▶ [Records from a point labeling set]
--*--

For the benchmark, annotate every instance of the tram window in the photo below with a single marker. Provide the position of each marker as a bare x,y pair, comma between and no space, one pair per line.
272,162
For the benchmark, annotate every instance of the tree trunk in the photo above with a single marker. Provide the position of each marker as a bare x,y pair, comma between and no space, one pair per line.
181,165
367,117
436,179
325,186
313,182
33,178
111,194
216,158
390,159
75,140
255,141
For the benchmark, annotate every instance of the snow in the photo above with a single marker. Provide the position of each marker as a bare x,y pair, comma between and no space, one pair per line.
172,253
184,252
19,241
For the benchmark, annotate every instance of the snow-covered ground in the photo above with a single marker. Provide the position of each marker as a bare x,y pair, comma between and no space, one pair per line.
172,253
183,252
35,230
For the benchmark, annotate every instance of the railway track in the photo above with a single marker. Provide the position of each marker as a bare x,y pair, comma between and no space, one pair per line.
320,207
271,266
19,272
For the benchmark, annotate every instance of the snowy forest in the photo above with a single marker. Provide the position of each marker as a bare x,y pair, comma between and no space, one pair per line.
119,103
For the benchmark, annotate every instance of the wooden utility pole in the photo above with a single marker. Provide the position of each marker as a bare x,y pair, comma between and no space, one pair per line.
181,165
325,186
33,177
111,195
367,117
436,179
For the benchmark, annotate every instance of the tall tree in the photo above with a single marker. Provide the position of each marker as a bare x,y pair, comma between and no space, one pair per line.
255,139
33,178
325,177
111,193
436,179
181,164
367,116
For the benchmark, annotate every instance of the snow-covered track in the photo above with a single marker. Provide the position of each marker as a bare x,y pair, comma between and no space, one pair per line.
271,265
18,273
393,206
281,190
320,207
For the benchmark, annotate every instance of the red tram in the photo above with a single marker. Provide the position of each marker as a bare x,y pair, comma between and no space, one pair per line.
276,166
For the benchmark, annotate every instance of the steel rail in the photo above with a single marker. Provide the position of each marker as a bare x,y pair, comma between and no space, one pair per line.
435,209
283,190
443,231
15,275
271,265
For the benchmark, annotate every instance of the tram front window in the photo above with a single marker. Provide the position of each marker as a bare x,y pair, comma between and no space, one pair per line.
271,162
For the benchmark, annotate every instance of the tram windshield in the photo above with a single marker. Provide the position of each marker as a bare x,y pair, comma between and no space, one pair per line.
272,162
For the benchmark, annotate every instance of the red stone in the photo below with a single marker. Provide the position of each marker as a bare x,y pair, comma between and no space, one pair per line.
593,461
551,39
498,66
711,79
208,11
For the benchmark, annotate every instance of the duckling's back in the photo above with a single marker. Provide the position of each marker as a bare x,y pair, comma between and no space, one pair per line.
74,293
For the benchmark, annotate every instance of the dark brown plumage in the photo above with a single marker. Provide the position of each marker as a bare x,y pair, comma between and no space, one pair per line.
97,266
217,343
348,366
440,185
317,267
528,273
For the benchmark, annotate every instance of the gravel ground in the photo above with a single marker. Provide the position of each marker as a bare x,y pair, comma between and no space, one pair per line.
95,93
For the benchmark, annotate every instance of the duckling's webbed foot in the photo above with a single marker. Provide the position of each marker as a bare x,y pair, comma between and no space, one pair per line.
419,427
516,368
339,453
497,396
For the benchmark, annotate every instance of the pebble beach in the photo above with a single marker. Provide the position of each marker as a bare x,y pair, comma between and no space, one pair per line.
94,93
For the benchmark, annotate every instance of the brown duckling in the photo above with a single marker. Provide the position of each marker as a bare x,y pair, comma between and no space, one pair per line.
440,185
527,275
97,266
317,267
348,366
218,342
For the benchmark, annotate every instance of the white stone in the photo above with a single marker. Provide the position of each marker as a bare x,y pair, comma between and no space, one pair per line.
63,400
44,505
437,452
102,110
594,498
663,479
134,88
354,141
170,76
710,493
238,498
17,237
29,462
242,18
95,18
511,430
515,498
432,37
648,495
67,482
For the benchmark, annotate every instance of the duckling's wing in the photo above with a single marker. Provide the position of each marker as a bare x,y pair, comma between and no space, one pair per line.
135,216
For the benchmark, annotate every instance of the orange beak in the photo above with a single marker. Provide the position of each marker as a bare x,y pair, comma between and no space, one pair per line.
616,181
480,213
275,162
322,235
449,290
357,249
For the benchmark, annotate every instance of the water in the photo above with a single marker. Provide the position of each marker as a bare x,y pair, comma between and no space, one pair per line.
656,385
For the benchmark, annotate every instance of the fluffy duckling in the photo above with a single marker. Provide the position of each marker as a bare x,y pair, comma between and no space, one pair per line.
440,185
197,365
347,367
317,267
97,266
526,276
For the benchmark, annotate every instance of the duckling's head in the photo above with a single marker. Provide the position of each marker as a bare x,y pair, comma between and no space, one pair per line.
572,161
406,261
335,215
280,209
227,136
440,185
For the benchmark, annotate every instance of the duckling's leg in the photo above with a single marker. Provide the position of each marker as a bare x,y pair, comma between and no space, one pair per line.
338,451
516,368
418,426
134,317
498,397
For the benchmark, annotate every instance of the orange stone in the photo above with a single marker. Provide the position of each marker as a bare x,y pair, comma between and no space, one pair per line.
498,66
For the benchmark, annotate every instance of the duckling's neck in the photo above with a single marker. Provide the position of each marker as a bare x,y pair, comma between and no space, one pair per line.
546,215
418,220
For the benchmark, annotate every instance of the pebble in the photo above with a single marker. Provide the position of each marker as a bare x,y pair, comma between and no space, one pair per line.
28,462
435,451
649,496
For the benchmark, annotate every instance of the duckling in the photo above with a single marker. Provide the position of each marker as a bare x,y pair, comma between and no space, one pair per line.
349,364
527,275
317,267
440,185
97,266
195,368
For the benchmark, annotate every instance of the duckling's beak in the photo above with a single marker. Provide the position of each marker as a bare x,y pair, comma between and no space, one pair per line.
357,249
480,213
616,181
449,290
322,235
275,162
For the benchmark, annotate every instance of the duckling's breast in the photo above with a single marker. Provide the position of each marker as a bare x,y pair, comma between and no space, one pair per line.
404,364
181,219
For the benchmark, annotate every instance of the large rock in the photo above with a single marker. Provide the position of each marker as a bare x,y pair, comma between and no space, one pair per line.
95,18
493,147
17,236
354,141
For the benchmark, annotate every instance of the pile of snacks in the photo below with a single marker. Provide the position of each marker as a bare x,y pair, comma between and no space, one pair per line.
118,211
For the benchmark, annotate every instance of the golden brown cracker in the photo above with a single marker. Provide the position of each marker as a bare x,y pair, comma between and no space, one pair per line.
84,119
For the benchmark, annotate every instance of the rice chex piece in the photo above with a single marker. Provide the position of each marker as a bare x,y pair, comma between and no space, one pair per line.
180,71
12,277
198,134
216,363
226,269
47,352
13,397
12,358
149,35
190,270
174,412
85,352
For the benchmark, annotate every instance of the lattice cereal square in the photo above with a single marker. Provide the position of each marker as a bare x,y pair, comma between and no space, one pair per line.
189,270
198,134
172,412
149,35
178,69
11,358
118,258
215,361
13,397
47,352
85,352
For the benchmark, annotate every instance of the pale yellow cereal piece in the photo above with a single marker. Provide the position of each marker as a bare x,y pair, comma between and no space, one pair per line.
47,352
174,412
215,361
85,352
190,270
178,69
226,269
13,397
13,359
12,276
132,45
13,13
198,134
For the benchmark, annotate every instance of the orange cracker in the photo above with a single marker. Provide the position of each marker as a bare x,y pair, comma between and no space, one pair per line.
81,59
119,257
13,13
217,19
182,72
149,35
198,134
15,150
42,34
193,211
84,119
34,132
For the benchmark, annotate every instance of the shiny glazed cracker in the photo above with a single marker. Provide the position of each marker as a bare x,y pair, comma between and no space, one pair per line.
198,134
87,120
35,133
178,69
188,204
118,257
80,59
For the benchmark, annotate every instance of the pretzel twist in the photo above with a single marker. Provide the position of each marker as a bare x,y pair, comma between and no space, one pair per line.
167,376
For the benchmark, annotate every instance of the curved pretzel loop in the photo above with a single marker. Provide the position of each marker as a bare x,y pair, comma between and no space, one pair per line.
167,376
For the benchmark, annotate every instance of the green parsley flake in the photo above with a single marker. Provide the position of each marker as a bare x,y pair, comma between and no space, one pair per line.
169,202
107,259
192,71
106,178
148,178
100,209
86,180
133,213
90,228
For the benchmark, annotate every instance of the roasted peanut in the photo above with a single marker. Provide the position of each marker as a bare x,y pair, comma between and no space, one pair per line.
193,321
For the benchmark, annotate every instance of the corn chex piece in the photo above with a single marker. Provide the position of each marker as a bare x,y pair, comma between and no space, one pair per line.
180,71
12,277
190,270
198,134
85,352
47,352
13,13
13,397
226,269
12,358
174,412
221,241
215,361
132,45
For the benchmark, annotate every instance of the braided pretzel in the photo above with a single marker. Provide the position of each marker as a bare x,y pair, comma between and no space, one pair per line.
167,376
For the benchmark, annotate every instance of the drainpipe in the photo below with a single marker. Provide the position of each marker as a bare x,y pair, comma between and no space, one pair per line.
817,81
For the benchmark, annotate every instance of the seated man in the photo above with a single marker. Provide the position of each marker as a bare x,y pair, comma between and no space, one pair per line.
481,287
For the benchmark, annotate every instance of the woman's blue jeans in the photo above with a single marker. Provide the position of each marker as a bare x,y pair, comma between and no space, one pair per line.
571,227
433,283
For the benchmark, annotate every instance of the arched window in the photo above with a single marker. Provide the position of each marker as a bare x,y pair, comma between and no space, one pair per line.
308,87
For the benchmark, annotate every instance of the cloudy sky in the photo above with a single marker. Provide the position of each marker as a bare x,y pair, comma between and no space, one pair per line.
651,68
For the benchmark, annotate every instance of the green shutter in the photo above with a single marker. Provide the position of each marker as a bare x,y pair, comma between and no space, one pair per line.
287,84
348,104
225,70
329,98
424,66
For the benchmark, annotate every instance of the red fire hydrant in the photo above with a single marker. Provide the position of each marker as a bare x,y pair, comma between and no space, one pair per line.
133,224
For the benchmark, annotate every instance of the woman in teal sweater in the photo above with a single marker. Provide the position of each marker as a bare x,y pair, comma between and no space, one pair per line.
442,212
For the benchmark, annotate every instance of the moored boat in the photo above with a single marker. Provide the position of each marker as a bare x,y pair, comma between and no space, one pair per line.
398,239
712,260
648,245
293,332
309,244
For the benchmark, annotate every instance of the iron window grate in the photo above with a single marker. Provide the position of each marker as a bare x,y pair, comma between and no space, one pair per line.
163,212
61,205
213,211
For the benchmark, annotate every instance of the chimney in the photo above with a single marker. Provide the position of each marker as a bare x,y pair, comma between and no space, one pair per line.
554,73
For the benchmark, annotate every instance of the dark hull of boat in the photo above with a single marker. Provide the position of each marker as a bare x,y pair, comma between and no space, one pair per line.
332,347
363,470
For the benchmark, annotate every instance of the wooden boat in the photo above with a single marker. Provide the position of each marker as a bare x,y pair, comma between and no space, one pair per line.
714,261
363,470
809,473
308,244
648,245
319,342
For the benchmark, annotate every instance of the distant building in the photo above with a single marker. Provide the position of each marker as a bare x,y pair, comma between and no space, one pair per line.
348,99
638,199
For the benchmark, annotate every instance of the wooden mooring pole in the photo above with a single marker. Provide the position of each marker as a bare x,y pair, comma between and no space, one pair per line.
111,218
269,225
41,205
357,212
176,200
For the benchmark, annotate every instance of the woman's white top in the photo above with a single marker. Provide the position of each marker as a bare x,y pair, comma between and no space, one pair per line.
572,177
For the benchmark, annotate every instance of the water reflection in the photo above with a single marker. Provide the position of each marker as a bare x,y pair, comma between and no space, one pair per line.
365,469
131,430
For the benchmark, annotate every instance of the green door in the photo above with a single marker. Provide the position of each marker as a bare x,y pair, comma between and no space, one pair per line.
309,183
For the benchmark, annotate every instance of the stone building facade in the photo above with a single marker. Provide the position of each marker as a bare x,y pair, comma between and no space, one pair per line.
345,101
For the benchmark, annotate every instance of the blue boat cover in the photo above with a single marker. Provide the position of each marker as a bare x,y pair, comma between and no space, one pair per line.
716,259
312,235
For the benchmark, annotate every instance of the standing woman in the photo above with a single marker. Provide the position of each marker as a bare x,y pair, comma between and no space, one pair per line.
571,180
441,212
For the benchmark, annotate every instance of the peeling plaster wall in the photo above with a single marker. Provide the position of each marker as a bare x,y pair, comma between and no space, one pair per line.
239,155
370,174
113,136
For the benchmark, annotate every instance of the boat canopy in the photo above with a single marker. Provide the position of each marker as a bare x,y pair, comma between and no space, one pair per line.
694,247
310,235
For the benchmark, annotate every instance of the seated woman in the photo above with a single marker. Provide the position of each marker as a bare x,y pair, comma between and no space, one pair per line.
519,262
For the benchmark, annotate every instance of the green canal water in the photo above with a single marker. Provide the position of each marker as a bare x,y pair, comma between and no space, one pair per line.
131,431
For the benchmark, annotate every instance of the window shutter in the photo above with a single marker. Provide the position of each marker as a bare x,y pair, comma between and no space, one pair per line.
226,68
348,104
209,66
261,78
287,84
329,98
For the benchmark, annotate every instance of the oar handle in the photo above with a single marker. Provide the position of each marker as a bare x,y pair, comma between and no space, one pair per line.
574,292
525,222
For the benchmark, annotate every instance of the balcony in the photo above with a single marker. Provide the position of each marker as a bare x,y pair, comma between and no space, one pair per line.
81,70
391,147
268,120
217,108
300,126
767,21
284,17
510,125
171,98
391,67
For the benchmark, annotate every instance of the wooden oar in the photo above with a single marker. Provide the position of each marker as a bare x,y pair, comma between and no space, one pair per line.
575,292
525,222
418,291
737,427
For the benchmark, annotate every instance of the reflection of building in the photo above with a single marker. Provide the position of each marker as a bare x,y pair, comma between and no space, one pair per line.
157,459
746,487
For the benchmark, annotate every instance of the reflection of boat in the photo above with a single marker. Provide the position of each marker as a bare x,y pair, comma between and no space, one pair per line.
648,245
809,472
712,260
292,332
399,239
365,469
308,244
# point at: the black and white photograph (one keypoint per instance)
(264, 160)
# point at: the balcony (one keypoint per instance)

--*--

▶ [Exercise description]
Find the line that contains "reflection of boat". Repeat it and every line after it, exactly as written, up to and including the last line of the records above.

▶ [Response below]
For the benchmark, annotate every instance of the reflection of boat in the photo above with a single marker. Provide the position of each marker as a bare x,y pair, comma between and no space, one pair per line.
648,245
809,472
712,260
292,332
399,239
365,469
308,244
# point at: the black and white photograph (one keypoint per instance)
(264, 160)
# point at: the balcony (one keypoint per instance)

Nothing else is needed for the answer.